:: TEXT SHOWN
What the Federal Cell Phone Ban Actually Prohibits
Under 49 CFR 392.82, commercial motor vehicle drivers are prohibited from:
- Holding a phone to the ear during any call
- Dialing by pressing more than a single button
- Reading, composing, or sending any text message or email
- Browsing the internet or using any application while the vehicle is in motion
- Reaching for a phone that is not within immediate reach while seated with a seatbelt fastened
Hands-free use is permitted only when the phone can be operated by pressing a single button and the device is within arm’s reach. The rule applies in every state, regardless of local laws, and covers every driver operating a vehicle that falls under FMCSA jurisdiction, including drivers of vehicles over 10,001 pounds, drivers transporting hazardous materials, and drivers of vehicles carrying 16 or more passengers.
The Penalties for Violating the Cell Phone Rule
The FMCSA’s penalty structure for cell phone violations is significant:
- Drivers face civil penalties of up to $2,750 per violation
- Carriers who allow or require prohibited phone use face penalties of up to $11,000 per violation
- Two or more handheld phone violations within a three-year period result in CDL disqualification of at least 60 days
- Violations are entered into the FMCSA’s Safety Measurement System (SMS), which affects the carrier’s safety rating and audit risk
In a civil lawsuit arising from a crash, a documented cell phone violation is direct evidence of federal regulatory non-compliance. It is not just a fine; it is proof that the driver failed to meet the standard of care federal law requires.
What Phone Records Reveal in Truck Crash Cases
When an attorney suspects cell phone use contributed to a truck crash, phone records are subpoenaed from the carrier. These records show the exact timestamp of every call, text, and data connection during the period the driver was on the road. Combined with ELD data showing the truck was in motion and GPS data confirming the truck’s location at the time of the call, phone records can precisely reconstruct what the driver was doing when the crash occurred.
Attorney Jon Hollan has noted that carriers sometimes argue the driver used a Bluetooth headset and therefore complied with the hands-free rule. The counter-evidence is in the phone record itself: if the driver was dialing a number that required more than one button press, the prohibition was violated regardless of the headset. The timing of when the call connected versus when the impact occurred is often determinative.
Kentucky Interstates and the Cell Phone Crash Pattern
Kentucky does not have a state-level ban on all adult driver cell phone use at the time of this writing, but commercial drivers operating in Kentucky are fully subject to the federal prohibition under 49 CFR 392.82 regardless of state law. This means a truck driver on I-64 in Louisville, I-65 in Elizabethtown, or I-75 in Corbin who is caught using a handheld phone has committed a federal violation, even if local law would not separately penalize a passenger car driver for the same conduct.
::::
:: DATA RECORDS
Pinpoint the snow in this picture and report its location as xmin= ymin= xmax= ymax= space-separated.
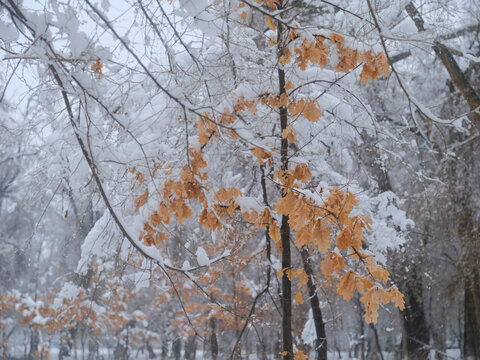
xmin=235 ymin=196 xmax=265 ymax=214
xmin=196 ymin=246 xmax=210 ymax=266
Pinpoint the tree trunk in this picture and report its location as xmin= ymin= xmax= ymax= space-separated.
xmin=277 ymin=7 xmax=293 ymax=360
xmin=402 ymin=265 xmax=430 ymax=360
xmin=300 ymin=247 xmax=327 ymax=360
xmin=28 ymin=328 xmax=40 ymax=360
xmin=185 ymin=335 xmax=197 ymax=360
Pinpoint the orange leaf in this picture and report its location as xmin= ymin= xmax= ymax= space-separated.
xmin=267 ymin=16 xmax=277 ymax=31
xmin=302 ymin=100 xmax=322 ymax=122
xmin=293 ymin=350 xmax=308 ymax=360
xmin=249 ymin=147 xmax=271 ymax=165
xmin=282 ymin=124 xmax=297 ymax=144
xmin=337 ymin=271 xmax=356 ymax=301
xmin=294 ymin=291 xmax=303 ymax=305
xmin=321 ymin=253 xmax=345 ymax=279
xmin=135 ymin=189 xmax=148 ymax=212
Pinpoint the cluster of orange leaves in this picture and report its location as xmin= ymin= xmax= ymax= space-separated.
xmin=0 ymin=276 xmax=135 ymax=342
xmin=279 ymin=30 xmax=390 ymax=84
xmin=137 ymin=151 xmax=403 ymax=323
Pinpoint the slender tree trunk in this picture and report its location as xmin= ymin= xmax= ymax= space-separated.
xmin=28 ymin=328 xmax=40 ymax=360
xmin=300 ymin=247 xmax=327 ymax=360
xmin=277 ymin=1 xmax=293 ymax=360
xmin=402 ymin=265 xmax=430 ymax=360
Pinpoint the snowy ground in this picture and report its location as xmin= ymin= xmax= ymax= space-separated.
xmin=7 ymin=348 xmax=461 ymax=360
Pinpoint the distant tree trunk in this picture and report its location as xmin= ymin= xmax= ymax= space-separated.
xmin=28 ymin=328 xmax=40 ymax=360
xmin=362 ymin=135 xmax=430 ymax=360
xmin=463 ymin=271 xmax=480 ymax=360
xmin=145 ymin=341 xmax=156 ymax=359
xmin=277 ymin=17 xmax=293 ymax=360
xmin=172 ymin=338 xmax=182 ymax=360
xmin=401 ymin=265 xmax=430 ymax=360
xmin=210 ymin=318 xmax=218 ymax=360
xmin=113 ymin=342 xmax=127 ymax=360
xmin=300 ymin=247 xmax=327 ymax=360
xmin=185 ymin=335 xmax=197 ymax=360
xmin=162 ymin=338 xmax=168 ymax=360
::::
:: DATA RECORDS
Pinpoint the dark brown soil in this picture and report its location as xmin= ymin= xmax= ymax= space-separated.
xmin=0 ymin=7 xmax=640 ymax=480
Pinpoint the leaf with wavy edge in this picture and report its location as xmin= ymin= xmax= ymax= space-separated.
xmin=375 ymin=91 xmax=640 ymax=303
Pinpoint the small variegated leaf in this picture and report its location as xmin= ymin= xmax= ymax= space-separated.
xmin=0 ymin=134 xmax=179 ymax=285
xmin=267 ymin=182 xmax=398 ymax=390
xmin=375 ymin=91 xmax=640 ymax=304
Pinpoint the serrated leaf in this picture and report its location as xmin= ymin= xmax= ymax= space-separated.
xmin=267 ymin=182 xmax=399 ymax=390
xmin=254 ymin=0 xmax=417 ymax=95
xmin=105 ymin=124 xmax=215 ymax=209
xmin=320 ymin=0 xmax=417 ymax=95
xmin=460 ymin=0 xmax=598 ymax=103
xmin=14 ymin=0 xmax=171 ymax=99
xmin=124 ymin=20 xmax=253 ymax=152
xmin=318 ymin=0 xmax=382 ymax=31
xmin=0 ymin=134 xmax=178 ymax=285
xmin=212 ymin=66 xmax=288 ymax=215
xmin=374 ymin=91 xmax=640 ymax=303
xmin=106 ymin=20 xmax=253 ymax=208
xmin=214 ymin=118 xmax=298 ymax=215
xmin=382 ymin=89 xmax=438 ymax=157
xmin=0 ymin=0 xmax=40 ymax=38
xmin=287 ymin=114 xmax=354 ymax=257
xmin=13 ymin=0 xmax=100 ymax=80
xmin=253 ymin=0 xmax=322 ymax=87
::::
- EXERCISE TASK -
Can you restate the paragraph starting "When an attorney suspects" in the trucking cell phone text above more briefly, keeping its main facts?

- RESPONSE TO THIS TASK -
If cell phone use may have contributed to a truck crash, an attorney subpoenas phone records from the carrier. The records timestamp every call, text and data connection during the driver's time on the road. Matched with ELD data showing the truck was moving and GPS data placing it at the time of the call, they can precisely reconstruct what the driver was doing at the moment of the crash.